▸ Work request
Retype, without changes, every line from the line that contains "In this exercise you will spot the pale" through the final line of the records. Exclude pictures.

▸ Natural language region descriptions
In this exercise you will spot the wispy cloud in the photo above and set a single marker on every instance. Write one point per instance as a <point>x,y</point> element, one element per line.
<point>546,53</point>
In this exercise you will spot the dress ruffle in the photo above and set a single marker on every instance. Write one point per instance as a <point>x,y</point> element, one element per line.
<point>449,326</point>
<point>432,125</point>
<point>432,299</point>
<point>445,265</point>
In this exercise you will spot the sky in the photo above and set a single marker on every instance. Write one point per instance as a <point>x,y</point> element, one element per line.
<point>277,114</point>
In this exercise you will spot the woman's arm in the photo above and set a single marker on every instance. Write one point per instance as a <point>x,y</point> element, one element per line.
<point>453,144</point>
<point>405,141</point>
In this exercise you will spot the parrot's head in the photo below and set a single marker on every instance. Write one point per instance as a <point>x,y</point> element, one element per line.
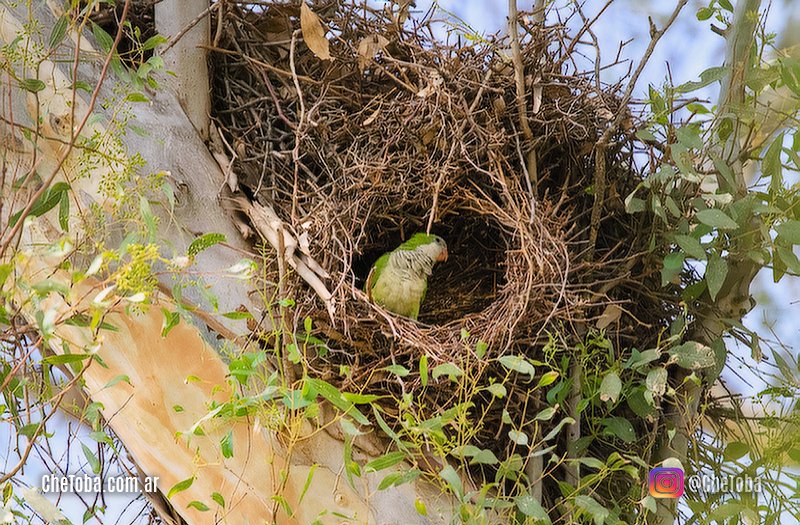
<point>432,245</point>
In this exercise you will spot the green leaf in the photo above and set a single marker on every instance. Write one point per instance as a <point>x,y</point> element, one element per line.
<point>398,370</point>
<point>716,219</point>
<point>520,438</point>
<point>548,378</point>
<point>237,316</point>
<point>153,42</point>
<point>349,428</point>
<point>94,463</point>
<point>693,355</point>
<point>611,387</point>
<point>58,32</point>
<point>619,427</point>
<point>593,508</point>
<point>673,265</point>
<point>484,457</point>
<point>735,450</point>
<point>34,85</point>
<point>136,97</point>
<point>704,13</point>
<point>63,211</point>
<point>423,370</point>
<point>716,271</point>
<point>771,165</point>
<point>180,487</point>
<point>689,136</point>
<point>691,247</point>
<point>656,381</point>
<point>171,320</point>
<point>199,505</point>
<point>497,390</point>
<point>450,370</point>
<point>386,461</point>
<point>218,499</point>
<point>46,202</point>
<point>554,432</point>
<point>449,474</point>
<point>517,363</point>
<point>789,231</point>
<point>104,40</point>
<point>360,399</point>
<point>333,395</point>
<point>226,444</point>
<point>204,242</point>
<point>789,259</point>
<point>546,414</point>
<point>65,359</point>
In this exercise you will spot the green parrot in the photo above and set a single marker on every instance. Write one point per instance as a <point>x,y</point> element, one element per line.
<point>399,279</point>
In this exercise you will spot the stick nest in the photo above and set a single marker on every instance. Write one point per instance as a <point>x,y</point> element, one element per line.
<point>401,130</point>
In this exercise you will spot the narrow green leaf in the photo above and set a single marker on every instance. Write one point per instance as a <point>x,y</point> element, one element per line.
<point>94,463</point>
<point>58,32</point>
<point>691,247</point>
<point>716,271</point>
<point>218,499</point>
<point>398,370</point>
<point>34,85</point>
<point>46,202</point>
<point>735,450</point>
<point>716,219</point>
<point>104,40</point>
<point>673,265</point>
<point>386,461</point>
<point>204,242</point>
<point>199,505</point>
<point>771,165</point>
<point>610,387</point>
<point>63,211</point>
<point>226,444</point>
<point>180,487</point>
<point>449,474</point>
<point>619,427</point>
<point>517,363</point>
<point>593,508</point>
<point>153,42</point>
<point>693,355</point>
<point>450,370</point>
<point>789,231</point>
<point>65,359</point>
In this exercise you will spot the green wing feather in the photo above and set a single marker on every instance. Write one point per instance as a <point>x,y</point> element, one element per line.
<point>375,272</point>
<point>417,240</point>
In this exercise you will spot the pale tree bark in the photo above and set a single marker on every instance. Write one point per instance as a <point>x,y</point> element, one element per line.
<point>142,411</point>
<point>188,25</point>
<point>733,300</point>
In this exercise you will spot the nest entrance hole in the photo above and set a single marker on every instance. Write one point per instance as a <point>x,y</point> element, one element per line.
<point>471,278</point>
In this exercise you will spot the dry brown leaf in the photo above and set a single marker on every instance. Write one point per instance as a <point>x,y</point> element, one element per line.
<point>368,48</point>
<point>610,315</point>
<point>314,33</point>
<point>372,117</point>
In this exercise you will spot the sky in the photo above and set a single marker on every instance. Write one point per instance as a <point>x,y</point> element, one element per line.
<point>690,48</point>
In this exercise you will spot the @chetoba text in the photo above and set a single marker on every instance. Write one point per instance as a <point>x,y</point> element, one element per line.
<point>666,482</point>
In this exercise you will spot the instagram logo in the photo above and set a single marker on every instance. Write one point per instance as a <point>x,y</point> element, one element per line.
<point>666,483</point>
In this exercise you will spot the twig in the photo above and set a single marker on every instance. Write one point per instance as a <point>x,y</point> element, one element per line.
<point>189,26</point>
<point>519,70</point>
<point>68,149</point>
<point>602,143</point>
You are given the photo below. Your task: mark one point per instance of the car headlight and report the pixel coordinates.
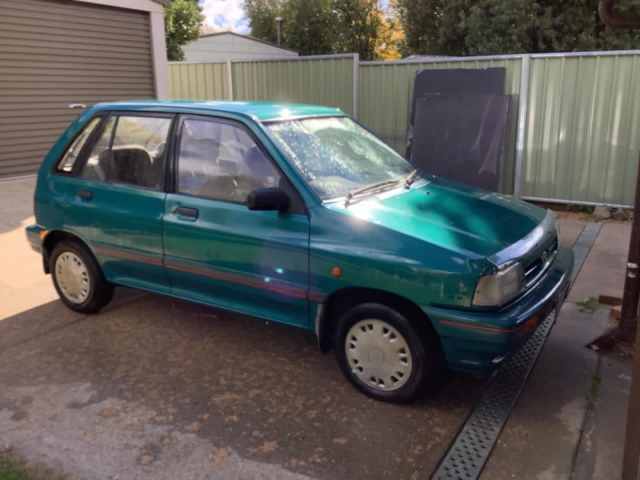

▸ Response
In this exercise you will spot the pale tree bark in the photo above and set a single marker on every instance. Write one point per instance as a <point>x,y</point> element, one element per line.
<point>142,411</point>
<point>188,25</point>
<point>733,300</point>
In this exercise you will spot the nest entrance hole in the photo above and set a single marker on every instance. Write one point per instance as a <point>x,y</point> element, one element per line.
<point>471,278</point>
In this exercise you will spot the dry brown leaf in the photo above and set a single marker on every instance. Write one point per instance as a <point>x,y</point> element, one element per line.
<point>368,48</point>
<point>610,315</point>
<point>314,33</point>
<point>372,117</point>
In this exercise you will spot the sky in the photo above and set a single marker on every instance. Write one point per instance as a <point>x,y</point> element, one element per line.
<point>690,48</point>
In this exercise you will spot the @chetoba text in the photo above and set a single marker on every instance. Write one point per instance as a <point>x,y</point> element, one element per line.
<point>666,482</point>
In this exercise you will spot the instagram logo in the photo above and set a single marker on every instance. Write one point per instance as a <point>x,y</point> element, one element per line.
<point>666,483</point>
In this exercise you will spot the twig in the photo above and set a single marker on every instance. Write one point per instance as a <point>x,y</point> element, one element per line.
<point>189,26</point>
<point>519,70</point>
<point>68,149</point>
<point>602,143</point>
You are given the photo below. Your task: mark one point per instance of the car headlight and report the pixel coordinates.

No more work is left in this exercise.